### Data shown
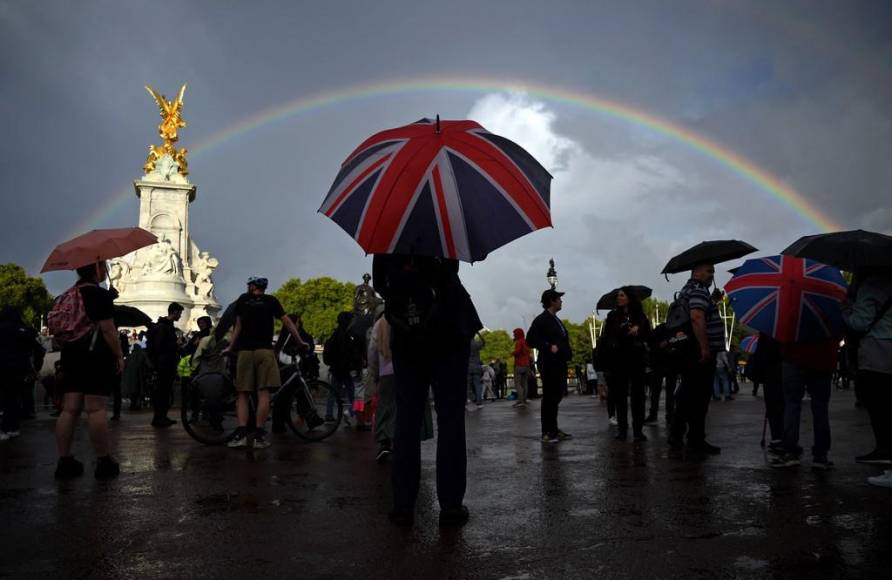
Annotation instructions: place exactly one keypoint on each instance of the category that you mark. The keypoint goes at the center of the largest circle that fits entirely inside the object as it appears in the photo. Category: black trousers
(622, 383)
(116, 399)
(876, 394)
(416, 369)
(11, 400)
(692, 402)
(774, 407)
(163, 391)
(554, 385)
(658, 380)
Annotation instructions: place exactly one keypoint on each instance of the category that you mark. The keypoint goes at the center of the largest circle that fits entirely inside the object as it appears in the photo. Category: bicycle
(208, 408)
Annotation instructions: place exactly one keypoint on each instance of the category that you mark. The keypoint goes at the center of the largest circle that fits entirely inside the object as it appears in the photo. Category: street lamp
(551, 276)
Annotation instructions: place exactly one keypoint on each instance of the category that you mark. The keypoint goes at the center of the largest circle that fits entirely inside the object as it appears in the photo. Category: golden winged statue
(167, 130)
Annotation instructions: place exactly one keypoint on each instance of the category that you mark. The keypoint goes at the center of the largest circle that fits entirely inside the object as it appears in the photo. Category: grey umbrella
(850, 251)
(711, 252)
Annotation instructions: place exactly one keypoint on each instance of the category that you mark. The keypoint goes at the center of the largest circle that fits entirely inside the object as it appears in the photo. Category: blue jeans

### What to work on
Please return every line of the data above word for word, leaving out the pictures.

### Result of this task
Annotation instructions: place exactly one keypoint on each instance of the category that you mark. The keypoint goes at the center of the largest circle that fits entirely inside the object as it appears in the photo. Category: black trousers
(622, 383)
(116, 399)
(876, 394)
(416, 369)
(11, 400)
(692, 402)
(774, 407)
(163, 391)
(554, 385)
(658, 380)
Annotation instructions: place exactly one keypoint on each instance of the category that you mark. The keypoint goes at the center of the largest circle that fits entirely inside the object as it appears in the photo. Category: bicycle
(208, 408)
Annotation instructions: place exactly one keypoint on each instance of the category that you mark. The keypoint goes at the center of the largest circle that fits entirely inside the object as it appears in the photo. Category: street lamp
(551, 276)
Annotation instructions: place exactly one keypoint on each instance of the category that you mark. The keypoint goes at the center of the largest circle that fits entirely inside the object as it appears in the photo. Category: golden winged statue
(167, 130)
Annotation instructions: place exactly one keypoint on each instance of the category that you mark. The keypoint goes at the center of the largest circle that fits entirely inside the object as it appears in the photo. Category: grey umbrella
(850, 251)
(711, 252)
Annotation instructions: place exactly one keypoint on each instance of the category that you mark. The keypoint goes at the center of the largest circle that fits entirely inside the object as it appears in the photo. Category: blue jeans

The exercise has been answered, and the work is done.